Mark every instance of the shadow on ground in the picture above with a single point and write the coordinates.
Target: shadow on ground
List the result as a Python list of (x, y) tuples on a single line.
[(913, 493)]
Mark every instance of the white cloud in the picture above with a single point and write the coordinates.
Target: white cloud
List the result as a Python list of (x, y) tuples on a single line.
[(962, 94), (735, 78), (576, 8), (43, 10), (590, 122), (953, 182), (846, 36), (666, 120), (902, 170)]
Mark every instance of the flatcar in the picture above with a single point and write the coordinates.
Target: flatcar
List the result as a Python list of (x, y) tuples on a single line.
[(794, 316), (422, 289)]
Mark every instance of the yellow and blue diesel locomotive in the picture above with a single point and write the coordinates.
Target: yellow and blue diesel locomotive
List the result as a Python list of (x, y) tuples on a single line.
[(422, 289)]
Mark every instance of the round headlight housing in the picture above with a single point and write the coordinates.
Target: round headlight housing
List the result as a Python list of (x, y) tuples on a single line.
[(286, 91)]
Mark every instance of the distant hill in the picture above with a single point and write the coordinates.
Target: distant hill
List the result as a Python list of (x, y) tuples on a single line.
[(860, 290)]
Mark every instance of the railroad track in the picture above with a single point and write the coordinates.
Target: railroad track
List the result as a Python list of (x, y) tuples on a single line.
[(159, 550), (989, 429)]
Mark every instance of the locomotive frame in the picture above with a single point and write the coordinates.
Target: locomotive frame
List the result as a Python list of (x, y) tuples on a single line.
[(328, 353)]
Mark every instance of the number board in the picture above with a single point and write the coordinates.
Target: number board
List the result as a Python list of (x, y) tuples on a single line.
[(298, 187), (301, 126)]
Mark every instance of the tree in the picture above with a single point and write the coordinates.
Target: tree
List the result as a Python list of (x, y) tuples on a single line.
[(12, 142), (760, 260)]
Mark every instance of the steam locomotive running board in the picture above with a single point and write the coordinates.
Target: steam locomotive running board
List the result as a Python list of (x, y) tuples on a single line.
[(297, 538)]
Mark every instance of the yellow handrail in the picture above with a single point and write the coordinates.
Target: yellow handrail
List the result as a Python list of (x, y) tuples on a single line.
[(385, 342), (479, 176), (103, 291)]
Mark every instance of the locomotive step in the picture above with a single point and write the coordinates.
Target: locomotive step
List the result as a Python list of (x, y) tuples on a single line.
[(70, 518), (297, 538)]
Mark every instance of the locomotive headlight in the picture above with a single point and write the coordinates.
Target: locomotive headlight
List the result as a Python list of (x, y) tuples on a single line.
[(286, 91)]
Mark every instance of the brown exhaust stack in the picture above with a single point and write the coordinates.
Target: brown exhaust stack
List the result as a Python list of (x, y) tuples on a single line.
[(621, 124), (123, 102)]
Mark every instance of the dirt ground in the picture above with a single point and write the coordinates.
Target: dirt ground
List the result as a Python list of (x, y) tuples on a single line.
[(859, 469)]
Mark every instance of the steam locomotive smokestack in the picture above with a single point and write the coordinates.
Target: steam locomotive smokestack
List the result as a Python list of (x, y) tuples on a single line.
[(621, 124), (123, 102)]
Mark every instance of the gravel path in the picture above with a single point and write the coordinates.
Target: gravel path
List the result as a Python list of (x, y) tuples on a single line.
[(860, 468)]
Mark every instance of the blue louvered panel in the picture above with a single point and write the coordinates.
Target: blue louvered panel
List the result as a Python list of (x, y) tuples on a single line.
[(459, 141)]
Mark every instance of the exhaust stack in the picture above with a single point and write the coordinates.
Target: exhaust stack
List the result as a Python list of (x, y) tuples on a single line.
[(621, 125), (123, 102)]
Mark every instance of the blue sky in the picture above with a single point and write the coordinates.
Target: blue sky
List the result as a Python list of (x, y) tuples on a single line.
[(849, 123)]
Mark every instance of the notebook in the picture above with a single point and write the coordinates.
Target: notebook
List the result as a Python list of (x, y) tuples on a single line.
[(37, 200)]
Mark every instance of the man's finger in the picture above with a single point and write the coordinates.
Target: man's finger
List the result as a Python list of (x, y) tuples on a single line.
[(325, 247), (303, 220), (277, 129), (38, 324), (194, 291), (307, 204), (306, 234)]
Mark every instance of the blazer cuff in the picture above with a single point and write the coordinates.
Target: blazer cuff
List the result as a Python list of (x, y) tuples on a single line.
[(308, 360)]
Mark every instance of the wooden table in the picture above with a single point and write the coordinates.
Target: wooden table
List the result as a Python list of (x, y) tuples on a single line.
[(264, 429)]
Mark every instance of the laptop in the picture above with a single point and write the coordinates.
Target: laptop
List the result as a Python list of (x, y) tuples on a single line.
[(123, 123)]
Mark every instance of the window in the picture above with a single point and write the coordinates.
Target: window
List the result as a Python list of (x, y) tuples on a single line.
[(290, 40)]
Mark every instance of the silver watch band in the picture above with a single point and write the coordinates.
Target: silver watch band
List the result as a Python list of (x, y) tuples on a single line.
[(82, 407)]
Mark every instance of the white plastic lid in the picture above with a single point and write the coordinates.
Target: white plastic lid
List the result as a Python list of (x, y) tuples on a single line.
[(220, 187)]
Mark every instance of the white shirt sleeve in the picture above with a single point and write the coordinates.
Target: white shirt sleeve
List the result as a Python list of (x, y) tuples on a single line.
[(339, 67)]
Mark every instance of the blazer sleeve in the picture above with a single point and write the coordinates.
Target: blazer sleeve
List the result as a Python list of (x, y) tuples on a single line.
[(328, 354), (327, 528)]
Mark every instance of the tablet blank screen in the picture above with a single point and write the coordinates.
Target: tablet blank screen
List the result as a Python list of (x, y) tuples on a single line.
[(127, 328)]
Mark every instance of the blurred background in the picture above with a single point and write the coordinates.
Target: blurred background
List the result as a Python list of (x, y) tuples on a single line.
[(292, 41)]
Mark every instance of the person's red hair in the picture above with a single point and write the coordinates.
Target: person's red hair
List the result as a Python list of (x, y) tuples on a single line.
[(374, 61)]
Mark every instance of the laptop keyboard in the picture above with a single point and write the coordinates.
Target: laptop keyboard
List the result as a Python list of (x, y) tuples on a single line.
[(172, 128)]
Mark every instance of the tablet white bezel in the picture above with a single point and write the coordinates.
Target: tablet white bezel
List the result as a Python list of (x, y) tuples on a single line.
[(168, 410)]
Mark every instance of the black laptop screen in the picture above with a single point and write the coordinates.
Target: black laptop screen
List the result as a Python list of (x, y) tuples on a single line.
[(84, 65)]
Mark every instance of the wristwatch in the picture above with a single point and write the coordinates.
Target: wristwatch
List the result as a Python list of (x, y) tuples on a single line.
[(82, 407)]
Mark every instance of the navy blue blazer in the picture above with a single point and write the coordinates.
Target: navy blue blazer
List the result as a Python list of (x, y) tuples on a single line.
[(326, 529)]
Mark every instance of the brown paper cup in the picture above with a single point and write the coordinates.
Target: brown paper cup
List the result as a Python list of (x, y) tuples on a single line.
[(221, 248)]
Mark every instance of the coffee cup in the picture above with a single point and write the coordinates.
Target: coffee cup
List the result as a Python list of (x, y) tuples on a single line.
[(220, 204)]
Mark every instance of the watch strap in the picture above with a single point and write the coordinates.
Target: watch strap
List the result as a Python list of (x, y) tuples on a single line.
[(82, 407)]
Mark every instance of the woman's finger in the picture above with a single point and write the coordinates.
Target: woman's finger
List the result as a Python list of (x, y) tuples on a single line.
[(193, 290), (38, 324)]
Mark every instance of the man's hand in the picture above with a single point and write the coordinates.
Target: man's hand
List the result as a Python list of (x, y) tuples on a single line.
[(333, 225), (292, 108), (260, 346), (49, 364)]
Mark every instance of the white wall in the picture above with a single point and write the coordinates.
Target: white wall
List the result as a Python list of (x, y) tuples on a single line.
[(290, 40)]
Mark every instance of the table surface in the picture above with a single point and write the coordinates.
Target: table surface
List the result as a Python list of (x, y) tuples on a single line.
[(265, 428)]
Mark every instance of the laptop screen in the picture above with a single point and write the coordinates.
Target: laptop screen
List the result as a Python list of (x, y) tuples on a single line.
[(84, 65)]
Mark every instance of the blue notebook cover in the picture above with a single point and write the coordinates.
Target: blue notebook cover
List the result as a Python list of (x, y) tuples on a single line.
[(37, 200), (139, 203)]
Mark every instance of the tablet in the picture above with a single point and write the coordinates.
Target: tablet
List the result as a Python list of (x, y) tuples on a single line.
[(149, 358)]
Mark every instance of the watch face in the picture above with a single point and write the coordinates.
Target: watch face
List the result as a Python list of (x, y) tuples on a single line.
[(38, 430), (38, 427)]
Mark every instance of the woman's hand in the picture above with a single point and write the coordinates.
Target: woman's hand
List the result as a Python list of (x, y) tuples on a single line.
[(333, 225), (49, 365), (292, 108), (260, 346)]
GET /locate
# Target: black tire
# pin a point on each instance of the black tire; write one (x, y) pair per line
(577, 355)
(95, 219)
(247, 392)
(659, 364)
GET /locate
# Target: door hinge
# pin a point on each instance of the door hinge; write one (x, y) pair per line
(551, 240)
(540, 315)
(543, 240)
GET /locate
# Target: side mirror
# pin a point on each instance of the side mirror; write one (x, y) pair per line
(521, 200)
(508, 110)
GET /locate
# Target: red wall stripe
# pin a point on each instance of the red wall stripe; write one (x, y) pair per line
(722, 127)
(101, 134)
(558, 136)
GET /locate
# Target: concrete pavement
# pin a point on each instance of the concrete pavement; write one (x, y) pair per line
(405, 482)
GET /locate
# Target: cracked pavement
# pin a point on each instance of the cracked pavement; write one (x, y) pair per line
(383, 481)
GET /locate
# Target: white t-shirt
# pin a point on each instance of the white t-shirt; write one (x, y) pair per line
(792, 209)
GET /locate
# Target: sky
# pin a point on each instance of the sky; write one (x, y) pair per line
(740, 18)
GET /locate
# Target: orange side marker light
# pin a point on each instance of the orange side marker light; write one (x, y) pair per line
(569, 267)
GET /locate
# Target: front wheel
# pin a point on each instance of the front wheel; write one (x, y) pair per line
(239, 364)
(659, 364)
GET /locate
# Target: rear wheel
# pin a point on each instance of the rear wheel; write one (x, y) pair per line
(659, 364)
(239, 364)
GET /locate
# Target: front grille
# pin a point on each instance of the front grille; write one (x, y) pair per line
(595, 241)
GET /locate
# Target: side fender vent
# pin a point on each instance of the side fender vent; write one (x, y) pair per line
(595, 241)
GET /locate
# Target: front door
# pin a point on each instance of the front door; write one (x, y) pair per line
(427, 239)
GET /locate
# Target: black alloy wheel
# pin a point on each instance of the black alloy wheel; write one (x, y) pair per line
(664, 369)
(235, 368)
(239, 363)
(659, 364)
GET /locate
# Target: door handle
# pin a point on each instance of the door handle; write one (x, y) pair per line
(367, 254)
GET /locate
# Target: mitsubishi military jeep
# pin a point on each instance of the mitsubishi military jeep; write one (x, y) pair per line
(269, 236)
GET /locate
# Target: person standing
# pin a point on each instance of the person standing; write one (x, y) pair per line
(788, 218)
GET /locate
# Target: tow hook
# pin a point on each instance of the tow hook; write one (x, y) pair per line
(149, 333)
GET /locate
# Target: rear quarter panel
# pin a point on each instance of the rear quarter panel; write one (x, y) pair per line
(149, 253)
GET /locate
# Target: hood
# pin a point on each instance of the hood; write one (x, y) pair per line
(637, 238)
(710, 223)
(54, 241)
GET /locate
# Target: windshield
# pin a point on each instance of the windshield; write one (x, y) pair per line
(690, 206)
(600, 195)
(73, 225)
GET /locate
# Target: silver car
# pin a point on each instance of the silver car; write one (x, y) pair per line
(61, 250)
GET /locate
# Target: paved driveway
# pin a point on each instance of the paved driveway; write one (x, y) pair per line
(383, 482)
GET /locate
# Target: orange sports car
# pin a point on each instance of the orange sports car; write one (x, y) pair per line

• [Work instruction]
Determine how many lines of the entries hold "housing", and reply with that number only.

• [Answer for this exercise]
2